◆ **Objective**: Output exactly the lines from the line with "462, row 241." through the end of the records below. Include nothing else.

──────── Data shown ────────

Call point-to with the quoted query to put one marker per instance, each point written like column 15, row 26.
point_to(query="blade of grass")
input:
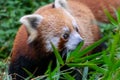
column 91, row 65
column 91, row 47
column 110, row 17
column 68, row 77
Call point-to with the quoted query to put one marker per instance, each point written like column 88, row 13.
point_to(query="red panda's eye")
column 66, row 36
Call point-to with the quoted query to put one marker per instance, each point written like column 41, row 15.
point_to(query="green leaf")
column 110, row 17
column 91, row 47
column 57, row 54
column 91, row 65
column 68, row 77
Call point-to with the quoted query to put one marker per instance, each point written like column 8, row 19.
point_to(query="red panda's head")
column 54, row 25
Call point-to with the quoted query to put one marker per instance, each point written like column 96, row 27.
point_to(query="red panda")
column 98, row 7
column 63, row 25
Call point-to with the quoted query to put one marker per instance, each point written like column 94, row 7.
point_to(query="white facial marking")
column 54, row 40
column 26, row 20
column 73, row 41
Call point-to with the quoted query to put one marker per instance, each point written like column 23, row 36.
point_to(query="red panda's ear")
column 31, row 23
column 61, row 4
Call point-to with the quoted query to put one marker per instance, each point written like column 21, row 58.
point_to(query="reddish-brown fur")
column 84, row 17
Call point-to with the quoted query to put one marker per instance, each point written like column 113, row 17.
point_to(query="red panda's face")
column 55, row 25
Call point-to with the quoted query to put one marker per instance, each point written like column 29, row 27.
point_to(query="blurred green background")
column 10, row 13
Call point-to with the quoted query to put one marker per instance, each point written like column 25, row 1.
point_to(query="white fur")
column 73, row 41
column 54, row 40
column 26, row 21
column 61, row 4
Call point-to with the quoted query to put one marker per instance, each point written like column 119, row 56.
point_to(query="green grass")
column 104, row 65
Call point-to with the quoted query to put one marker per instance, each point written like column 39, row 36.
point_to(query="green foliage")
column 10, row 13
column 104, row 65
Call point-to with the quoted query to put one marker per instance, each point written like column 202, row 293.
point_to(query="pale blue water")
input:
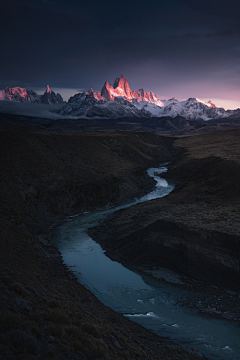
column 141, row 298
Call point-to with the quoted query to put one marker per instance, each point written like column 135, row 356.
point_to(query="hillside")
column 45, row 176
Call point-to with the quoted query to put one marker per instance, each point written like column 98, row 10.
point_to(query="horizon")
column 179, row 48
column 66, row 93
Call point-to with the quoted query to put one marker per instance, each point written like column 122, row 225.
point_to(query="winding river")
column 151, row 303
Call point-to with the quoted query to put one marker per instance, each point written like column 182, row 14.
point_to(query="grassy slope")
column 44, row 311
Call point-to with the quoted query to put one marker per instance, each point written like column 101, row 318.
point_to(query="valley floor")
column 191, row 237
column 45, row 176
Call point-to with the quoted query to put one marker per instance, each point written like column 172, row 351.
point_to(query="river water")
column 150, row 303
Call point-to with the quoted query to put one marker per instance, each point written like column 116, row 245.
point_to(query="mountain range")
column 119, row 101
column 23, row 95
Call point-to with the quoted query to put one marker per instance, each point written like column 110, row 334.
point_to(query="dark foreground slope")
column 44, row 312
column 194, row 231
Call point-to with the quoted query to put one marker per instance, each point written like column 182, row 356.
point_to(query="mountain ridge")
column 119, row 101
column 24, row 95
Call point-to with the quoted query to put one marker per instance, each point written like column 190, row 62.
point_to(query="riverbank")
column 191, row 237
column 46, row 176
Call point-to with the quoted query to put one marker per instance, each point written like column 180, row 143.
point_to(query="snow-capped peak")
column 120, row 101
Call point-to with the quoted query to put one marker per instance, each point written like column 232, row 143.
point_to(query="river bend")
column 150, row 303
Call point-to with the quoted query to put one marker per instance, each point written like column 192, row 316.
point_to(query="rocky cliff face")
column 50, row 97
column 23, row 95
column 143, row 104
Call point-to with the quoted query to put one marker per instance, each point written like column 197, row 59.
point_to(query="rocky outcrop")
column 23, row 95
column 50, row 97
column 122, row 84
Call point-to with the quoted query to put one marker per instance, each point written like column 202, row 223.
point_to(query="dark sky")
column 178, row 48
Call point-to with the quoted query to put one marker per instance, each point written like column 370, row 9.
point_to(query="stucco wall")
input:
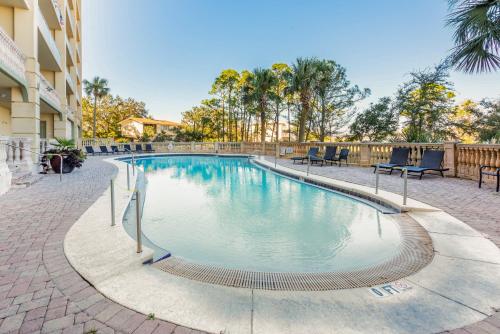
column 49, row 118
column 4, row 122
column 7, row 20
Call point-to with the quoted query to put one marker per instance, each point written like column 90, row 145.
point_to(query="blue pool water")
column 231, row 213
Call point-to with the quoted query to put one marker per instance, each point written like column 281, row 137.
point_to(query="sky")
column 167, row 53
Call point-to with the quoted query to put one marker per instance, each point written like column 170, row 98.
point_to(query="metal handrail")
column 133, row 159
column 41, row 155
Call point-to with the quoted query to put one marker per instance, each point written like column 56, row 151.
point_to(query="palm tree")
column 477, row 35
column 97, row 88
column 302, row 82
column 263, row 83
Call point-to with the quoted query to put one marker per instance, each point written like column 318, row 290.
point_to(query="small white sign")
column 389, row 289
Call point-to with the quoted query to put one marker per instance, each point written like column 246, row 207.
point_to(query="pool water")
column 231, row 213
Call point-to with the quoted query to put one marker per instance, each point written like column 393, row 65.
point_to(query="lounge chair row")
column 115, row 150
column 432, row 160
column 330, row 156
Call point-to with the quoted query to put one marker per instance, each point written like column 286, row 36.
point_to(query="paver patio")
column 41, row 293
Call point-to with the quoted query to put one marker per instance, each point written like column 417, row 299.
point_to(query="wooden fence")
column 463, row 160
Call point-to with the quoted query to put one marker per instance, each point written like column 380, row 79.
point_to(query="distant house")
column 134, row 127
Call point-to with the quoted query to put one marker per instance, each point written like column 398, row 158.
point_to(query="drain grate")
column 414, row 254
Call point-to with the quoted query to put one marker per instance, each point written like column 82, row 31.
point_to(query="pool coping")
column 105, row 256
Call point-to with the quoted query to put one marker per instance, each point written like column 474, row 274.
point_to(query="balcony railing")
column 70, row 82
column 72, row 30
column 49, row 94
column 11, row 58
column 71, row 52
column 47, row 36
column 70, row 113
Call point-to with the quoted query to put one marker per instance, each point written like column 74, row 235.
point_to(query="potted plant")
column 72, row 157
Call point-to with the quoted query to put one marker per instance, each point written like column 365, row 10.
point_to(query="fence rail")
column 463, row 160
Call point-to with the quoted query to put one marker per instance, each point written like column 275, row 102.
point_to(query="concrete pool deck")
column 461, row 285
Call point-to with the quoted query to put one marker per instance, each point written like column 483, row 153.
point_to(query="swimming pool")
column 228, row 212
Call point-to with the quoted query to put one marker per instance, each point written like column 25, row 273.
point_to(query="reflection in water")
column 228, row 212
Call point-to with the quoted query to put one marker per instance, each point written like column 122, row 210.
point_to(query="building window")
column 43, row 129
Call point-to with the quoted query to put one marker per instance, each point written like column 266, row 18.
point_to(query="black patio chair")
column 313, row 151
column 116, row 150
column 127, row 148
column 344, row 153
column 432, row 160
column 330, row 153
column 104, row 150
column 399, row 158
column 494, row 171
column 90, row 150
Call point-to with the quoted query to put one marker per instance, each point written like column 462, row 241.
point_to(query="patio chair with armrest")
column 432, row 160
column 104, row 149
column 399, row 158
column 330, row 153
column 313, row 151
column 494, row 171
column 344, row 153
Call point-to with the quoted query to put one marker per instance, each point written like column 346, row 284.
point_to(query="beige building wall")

────────

◆ **The reply**:
Call point-to with the quoted query to put one marker per instance, each point written like column 462, row 241.
point_to(query="patio chair with armrest")
column 432, row 160
column 104, row 149
column 399, row 158
column 330, row 153
column 313, row 151
column 494, row 171
column 344, row 153
Call point-to with the quoted query to put one marker per instance, each point written like column 346, row 284.
point_to(query="beige building wall")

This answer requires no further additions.